### Aim
Put the items below into a two-column CSV with the headers "label" and "answer", one row per item, placing each item's text and its answer in their own quoted fields and turning any line breaks into spaces.

### Stored rows
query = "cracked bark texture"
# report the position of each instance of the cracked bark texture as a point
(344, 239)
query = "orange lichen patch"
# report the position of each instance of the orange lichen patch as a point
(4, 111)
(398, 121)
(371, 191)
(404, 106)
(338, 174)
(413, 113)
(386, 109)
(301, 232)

### Answer to the problem
label,answer
"query = ""cracked bark texture"" # report the position of each instance of the cracked bark texture as a point","(344, 239)"
"query = ""orange lichen patch"" # report the position of each instance of the orange lichen patch as a point","(4, 111) (398, 121) (371, 191) (404, 106) (338, 174) (413, 113) (386, 109) (301, 232)"